◆ Task instructions: Copy out only those lines running from the line with "Target: tree" to the end of the listing, keeping each one exactly as it is.

◆ Material provided:
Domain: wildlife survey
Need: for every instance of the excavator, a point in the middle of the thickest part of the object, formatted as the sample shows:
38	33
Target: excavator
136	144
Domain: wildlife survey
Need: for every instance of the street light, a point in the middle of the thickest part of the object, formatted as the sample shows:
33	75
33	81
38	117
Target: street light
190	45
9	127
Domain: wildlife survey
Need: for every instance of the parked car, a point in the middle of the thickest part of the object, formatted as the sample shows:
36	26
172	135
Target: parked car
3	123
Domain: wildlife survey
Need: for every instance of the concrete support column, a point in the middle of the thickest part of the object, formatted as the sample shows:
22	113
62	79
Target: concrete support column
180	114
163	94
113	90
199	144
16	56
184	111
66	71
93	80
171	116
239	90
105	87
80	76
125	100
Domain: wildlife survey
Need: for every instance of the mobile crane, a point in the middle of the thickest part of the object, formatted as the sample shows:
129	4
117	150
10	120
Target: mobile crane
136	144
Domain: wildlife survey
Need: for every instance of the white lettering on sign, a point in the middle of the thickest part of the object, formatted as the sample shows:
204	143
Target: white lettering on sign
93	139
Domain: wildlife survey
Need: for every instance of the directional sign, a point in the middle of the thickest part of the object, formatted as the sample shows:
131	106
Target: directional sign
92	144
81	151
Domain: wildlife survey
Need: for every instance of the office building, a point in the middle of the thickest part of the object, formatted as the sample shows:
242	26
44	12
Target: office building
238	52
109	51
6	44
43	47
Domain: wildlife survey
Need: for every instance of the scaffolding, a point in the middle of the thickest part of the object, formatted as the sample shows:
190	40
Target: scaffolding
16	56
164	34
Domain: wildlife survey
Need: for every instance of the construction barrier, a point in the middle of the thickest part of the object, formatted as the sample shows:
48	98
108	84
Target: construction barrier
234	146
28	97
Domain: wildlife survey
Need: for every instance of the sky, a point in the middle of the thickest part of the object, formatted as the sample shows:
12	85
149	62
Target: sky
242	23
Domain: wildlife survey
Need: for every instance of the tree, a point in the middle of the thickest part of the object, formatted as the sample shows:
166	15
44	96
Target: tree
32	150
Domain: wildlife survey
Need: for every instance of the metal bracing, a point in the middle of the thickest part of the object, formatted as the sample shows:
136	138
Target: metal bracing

◆ Task answer:
Target: tree
32	150
Domain: wildlife survey
Need: for every instance of the metal bracing, a point in the middle of the thickest part of the object, formatted as the sample shows:
136	138
Target: metal bracing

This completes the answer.